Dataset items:
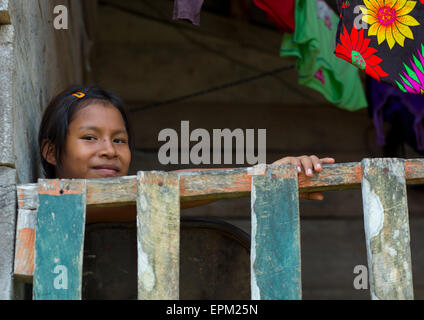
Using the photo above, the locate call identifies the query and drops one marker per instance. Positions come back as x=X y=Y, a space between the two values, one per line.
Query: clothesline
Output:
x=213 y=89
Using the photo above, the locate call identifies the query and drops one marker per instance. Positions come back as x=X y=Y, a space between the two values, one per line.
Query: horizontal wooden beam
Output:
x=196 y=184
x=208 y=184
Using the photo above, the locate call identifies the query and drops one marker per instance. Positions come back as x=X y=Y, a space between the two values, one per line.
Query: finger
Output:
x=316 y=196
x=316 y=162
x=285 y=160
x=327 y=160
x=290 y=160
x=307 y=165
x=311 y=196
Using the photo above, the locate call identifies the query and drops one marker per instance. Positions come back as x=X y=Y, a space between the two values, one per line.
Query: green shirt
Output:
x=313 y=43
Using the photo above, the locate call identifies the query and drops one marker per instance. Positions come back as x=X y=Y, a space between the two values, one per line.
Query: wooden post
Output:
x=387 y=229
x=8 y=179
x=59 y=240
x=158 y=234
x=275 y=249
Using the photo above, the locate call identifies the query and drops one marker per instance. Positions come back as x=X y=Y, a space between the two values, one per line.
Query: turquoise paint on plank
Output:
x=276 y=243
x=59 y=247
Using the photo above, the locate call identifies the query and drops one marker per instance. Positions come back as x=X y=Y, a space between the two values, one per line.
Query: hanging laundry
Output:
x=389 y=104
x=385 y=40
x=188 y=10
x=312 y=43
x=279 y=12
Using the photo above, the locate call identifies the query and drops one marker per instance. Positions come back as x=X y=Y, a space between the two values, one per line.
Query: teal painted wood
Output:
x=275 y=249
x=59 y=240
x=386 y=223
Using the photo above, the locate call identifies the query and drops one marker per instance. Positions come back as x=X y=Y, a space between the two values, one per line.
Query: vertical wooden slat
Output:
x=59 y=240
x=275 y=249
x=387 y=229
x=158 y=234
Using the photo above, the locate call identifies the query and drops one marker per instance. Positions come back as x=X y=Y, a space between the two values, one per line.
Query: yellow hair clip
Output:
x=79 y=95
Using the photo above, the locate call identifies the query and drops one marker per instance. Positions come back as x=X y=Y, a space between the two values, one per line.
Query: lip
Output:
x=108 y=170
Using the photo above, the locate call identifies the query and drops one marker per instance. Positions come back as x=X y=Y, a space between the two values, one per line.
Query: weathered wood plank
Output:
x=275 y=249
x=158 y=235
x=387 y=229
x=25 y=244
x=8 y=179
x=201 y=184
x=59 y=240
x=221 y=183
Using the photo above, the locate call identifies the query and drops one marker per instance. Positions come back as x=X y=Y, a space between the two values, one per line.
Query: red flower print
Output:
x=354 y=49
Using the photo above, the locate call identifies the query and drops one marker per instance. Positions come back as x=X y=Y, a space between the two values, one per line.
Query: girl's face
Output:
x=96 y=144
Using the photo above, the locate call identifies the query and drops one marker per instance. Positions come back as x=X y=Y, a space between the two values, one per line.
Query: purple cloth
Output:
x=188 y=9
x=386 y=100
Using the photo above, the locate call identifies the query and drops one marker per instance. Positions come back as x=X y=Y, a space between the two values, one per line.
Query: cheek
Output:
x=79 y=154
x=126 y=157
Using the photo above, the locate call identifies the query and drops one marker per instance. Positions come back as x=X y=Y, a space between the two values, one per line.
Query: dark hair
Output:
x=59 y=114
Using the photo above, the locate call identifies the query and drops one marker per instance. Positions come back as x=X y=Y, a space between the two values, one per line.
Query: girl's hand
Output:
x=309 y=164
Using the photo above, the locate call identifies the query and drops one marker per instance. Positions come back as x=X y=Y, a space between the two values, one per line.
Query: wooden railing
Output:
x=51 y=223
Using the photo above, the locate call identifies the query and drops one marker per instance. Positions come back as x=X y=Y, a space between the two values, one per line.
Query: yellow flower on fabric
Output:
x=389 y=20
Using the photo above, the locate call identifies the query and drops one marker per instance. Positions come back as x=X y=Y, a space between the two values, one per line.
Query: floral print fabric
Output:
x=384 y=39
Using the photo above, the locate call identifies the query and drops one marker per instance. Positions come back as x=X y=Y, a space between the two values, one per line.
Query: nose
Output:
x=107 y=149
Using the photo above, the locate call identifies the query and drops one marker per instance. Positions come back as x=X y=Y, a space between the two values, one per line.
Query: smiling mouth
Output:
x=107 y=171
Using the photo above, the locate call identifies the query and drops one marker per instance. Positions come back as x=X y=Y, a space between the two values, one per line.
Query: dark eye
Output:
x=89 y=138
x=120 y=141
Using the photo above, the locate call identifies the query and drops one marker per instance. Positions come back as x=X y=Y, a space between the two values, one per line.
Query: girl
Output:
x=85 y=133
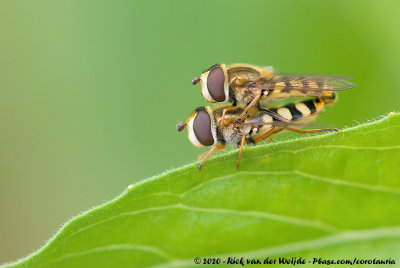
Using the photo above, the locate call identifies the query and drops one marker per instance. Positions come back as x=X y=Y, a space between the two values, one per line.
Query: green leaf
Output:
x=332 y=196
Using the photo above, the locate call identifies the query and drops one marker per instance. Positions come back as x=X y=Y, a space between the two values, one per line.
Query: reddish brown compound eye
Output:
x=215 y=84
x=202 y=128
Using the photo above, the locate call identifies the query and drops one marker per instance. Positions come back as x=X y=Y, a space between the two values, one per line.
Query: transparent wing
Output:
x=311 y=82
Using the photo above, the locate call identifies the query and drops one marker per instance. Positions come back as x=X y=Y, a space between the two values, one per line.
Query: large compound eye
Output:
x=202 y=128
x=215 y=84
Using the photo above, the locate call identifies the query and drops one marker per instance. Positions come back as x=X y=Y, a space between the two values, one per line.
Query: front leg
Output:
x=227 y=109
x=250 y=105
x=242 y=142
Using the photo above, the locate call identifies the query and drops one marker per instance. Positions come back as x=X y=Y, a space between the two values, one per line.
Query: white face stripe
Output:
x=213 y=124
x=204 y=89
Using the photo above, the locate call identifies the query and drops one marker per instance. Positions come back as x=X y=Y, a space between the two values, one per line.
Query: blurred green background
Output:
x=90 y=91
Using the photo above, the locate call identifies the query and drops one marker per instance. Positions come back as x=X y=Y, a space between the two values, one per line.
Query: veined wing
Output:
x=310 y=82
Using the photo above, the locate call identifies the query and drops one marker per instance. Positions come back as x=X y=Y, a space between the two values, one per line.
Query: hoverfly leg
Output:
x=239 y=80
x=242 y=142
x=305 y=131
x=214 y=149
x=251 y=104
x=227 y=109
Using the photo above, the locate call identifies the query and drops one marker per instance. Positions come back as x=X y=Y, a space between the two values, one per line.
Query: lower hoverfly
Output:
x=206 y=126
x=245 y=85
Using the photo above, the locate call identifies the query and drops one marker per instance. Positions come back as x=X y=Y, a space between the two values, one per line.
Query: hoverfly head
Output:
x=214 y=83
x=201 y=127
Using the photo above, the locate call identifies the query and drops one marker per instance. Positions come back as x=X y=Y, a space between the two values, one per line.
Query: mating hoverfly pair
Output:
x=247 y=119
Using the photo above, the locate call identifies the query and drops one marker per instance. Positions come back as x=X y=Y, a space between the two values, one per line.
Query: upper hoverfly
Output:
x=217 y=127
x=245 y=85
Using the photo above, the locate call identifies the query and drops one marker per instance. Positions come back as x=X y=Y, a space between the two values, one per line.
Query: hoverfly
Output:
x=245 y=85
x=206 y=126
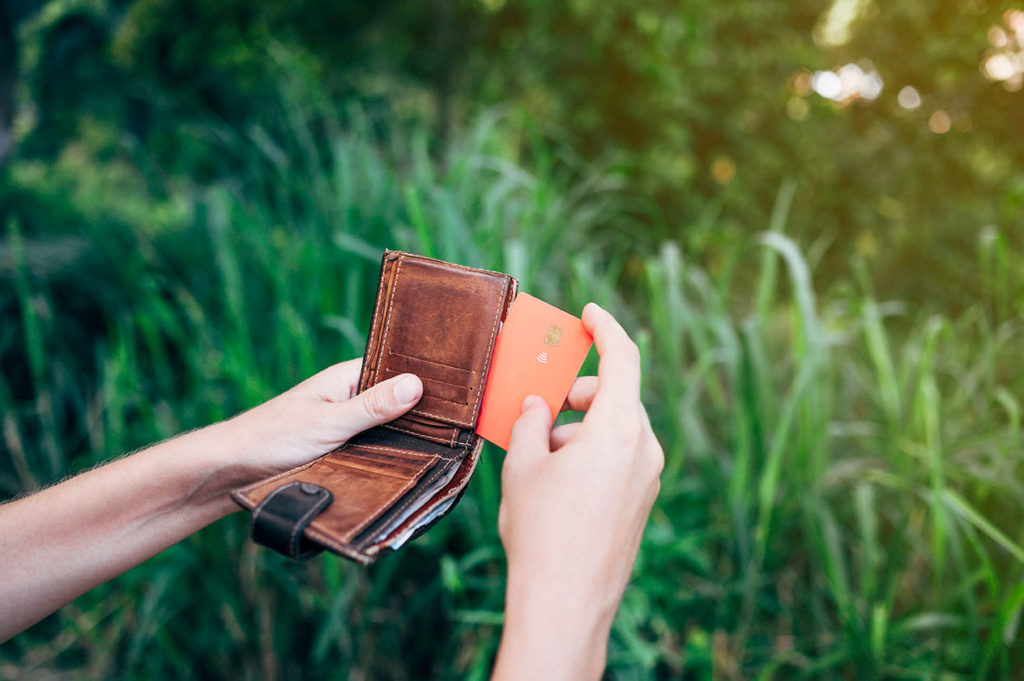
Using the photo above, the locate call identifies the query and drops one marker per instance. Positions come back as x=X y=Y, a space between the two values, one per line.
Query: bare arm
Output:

• Exercise instructions
How many lines in the material contain the word "flower", matching case exactly? Reply with the number only.

• Exercise answer
2